### Source
>>>>>
What makes this bucket sort function slow?

Question

The function is defined as

void bucketsort(Array& A){
  size_t numBuckets=A.size();
  iarray<List> buckets(numBuckets);

  //put in buckets
  for(size_t i=0;i!=A.size();i++){
    buckets[int(numBuckets*A[i])].push_back(A[i]);
  }

  ////get back from buckets
  //for(size_t i=0,head=0;i!=numBuckets;i++){
  //size_t bucket_size=buckets[i].size();
  //for(size_t j=0;j!=bucket_size;j++){
  //  A[head+j] = buckets[i].front();
  //  buckets[i].pop_front();
  //}
  //head += bucket_size;
  //}
 for(size_t i=0,head=0;i!=numBuckets;i++){
   while(!buckets[i].empty()){
     A[head]          = buckets[i].back();
     buckets[i].pop_back();
     head++;
   }
 }

  //inseration sort
  insertionsort(A);
}

where List is just list<double> in STL.
<<<<<
### Material provided
>>>>>
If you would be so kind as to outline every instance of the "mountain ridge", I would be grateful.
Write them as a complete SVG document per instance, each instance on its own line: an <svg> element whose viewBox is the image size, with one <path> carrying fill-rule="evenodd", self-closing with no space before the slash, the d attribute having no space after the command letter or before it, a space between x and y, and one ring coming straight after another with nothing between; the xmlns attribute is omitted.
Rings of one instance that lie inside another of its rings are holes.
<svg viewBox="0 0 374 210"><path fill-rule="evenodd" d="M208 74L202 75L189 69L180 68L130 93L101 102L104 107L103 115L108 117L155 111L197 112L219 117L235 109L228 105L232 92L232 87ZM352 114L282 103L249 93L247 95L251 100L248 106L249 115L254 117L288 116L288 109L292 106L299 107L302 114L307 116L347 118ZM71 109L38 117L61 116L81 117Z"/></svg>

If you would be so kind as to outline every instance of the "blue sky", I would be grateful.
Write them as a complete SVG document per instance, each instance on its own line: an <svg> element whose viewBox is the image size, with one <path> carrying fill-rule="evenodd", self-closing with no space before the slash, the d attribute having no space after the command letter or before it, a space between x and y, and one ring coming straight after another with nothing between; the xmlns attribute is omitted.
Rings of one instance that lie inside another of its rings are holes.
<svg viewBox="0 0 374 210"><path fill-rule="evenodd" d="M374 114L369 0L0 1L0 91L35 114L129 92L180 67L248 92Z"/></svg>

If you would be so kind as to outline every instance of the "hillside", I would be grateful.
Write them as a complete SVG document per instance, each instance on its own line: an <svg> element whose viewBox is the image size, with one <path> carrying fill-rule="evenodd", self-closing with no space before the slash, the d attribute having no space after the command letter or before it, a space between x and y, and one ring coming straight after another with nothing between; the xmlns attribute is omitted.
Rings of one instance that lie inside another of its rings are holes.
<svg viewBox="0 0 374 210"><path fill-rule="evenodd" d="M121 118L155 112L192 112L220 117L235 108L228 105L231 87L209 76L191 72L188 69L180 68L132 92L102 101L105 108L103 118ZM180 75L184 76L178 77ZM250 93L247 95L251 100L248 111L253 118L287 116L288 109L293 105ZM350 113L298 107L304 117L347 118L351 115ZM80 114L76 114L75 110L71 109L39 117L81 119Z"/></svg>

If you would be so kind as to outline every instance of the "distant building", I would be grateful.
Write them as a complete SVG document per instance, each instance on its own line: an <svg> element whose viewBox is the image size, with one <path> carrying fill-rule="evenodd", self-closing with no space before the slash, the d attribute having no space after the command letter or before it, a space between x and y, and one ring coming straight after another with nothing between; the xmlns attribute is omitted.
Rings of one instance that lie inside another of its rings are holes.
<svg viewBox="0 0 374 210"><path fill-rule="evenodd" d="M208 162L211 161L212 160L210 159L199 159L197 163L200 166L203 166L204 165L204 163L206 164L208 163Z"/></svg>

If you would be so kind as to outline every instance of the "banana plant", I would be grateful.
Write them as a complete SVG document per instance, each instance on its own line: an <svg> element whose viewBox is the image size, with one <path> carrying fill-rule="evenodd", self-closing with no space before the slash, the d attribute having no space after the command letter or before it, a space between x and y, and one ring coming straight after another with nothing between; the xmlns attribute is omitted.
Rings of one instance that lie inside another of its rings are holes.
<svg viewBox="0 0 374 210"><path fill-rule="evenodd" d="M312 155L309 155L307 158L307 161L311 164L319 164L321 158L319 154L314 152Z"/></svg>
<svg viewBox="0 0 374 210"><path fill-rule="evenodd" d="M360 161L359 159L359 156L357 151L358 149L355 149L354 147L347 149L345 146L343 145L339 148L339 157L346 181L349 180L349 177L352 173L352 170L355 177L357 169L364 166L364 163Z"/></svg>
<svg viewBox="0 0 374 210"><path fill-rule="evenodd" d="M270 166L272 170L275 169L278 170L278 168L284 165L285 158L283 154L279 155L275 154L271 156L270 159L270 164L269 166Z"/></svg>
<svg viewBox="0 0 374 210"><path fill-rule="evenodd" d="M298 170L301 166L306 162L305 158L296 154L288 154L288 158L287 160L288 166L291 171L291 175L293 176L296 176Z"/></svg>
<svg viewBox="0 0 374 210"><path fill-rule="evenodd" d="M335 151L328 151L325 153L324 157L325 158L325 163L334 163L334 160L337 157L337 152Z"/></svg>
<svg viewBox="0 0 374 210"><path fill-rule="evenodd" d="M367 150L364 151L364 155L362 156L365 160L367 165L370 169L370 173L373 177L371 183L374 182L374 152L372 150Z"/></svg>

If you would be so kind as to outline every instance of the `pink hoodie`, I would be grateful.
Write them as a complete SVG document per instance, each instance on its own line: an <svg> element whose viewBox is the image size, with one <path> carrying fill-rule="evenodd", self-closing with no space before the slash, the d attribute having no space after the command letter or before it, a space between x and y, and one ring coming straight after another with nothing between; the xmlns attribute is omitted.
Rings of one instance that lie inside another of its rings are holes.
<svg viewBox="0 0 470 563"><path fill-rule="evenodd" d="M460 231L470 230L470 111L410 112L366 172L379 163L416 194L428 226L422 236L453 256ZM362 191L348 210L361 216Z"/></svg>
<<<<<
### Goals
1. Answer from the bucket sort question:
(a) What is numBuckets set to?
(b) Which function does bucketsort call as its final step?
(c) What STL type is List?
2. Pick up the bucket sort question after its last sentence and continue it.

### Answers for the tasks
1.
(a) A.size()
(b) insertionsort(A)
(c) list<double>

2.
The content of array are generate randomly in [0,1). Theoretically bucket sort should be faster than quicksort for large size for it's O(n),but it fails as in the following graph.

alt text

I use google-perftools to profile it on a 10000000 double array. It reports as follow

alt text

It seems I should not use STL list,but I wonder why? Which does std_List_node_base_M_hook do? Should I write list class myself?

PS:The experiment and improvement
I have tried just leave the codes of putting in buckets and this explained that most time is used on building up buckets.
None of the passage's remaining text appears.